::: Listed entries :::

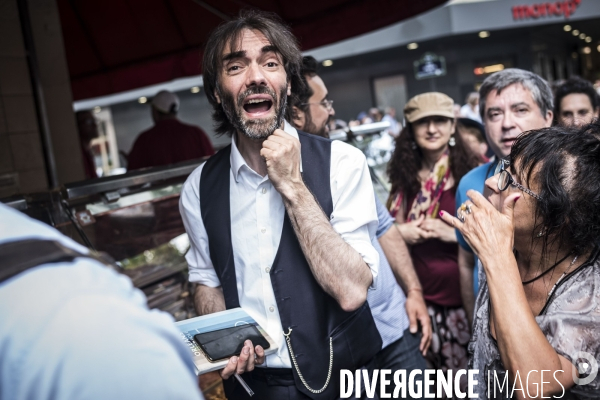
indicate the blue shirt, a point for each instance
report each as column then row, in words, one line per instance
column 387, row 300
column 81, row 331
column 474, row 179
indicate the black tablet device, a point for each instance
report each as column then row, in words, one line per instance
column 228, row 342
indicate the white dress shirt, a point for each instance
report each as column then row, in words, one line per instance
column 257, row 212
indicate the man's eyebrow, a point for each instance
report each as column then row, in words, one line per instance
column 519, row 105
column 269, row 49
column 233, row 55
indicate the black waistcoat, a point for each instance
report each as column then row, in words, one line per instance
column 303, row 305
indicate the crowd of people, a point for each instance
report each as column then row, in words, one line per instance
column 479, row 260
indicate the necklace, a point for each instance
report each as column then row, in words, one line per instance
column 546, row 271
column 562, row 276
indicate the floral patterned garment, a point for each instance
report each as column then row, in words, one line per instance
column 427, row 200
column 570, row 321
column 451, row 335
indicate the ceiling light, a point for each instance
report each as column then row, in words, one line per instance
column 489, row 69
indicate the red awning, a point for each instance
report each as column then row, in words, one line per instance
column 118, row 45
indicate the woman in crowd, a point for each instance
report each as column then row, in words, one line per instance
column 429, row 160
column 538, row 238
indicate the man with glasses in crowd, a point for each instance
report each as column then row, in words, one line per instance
column 511, row 101
column 396, row 315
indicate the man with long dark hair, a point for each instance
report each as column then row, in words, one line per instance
column 397, row 315
column 280, row 222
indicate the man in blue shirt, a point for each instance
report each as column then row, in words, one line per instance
column 511, row 101
column 76, row 330
column 396, row 316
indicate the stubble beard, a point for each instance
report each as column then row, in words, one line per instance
column 254, row 129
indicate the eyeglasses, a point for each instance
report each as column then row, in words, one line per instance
column 506, row 179
column 328, row 104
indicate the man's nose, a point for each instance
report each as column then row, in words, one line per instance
column 431, row 127
column 508, row 121
column 255, row 76
column 491, row 184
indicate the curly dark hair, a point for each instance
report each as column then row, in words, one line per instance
column 230, row 33
column 566, row 161
column 574, row 85
column 403, row 168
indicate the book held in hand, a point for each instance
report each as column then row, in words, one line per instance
column 214, row 338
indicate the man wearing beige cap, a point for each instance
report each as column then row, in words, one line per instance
column 169, row 141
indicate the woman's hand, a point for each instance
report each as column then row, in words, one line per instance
column 488, row 231
column 412, row 233
column 438, row 229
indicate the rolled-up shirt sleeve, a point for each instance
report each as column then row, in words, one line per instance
column 354, row 214
column 201, row 269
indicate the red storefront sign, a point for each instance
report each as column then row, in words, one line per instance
column 535, row 11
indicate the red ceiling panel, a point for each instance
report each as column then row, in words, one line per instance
column 118, row 45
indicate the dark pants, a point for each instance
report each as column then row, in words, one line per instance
column 267, row 384
column 402, row 354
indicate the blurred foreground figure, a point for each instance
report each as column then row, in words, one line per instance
column 388, row 303
column 73, row 329
column 512, row 101
column 88, row 130
column 577, row 103
column 169, row 141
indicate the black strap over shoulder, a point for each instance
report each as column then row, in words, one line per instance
column 20, row 255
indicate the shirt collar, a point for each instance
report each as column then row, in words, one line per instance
column 237, row 161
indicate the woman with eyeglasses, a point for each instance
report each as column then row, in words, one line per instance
column 537, row 237
column 429, row 160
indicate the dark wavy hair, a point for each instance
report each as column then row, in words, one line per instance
column 403, row 168
column 575, row 85
column 566, row 161
column 230, row 34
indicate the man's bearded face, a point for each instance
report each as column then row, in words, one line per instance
column 255, row 100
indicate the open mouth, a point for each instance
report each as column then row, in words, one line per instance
column 258, row 106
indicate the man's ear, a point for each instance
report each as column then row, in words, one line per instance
column 298, row 117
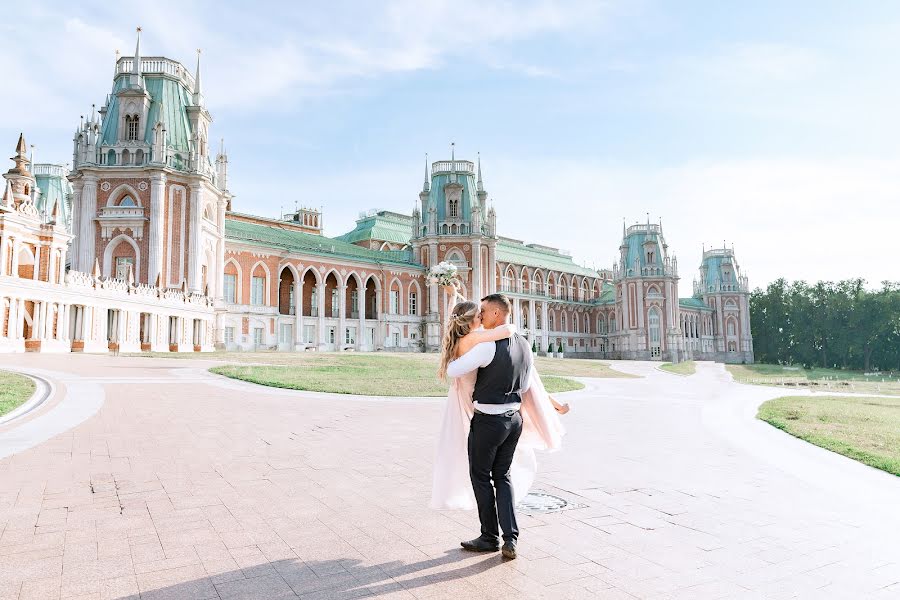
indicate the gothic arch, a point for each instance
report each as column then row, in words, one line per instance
column 110, row 248
column 267, row 282
column 120, row 192
column 315, row 272
column 414, row 287
column 238, row 280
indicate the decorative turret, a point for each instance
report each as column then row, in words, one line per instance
column 222, row 167
column 135, row 80
column 198, row 92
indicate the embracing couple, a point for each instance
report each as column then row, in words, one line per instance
column 497, row 413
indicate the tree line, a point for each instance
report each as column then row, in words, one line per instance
column 842, row 325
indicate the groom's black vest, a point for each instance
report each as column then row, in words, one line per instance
column 501, row 381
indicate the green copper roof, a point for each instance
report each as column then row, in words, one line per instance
column 382, row 226
column 275, row 236
column 514, row 251
column 716, row 263
column 696, row 303
column 438, row 199
column 607, row 294
column 638, row 240
column 169, row 102
column 55, row 189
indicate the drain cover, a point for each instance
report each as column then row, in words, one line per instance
column 540, row 502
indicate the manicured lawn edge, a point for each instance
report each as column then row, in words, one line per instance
column 15, row 390
column 685, row 368
column 788, row 420
column 242, row 372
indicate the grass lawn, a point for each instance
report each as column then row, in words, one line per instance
column 864, row 429
column 818, row 379
column 381, row 374
column 683, row 368
column 14, row 390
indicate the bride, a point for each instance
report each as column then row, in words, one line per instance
column 541, row 428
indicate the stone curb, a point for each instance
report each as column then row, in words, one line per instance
column 44, row 389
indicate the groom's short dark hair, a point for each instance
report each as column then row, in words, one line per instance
column 500, row 301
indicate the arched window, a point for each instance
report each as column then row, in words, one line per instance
column 131, row 127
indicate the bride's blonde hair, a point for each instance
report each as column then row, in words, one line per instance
column 459, row 325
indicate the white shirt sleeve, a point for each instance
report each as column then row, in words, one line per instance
column 479, row 356
column 532, row 372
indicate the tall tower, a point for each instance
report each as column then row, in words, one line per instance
column 453, row 223
column 147, row 197
column 646, row 280
column 726, row 290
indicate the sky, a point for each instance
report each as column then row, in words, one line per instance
column 769, row 126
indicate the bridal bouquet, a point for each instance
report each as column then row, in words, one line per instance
column 442, row 274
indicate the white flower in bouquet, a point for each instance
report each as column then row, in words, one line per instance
column 443, row 274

:::

● Task goal
Print the lines of the entries exactly, starting at the line containing "indicate the white dress" and ending at the line containing "column 257, row 212", with both of those lines included.

● Answer to this problem
indicate the white dress shirt, a point for each instance
report each as column then row, in words, one line per instance
column 257, row 212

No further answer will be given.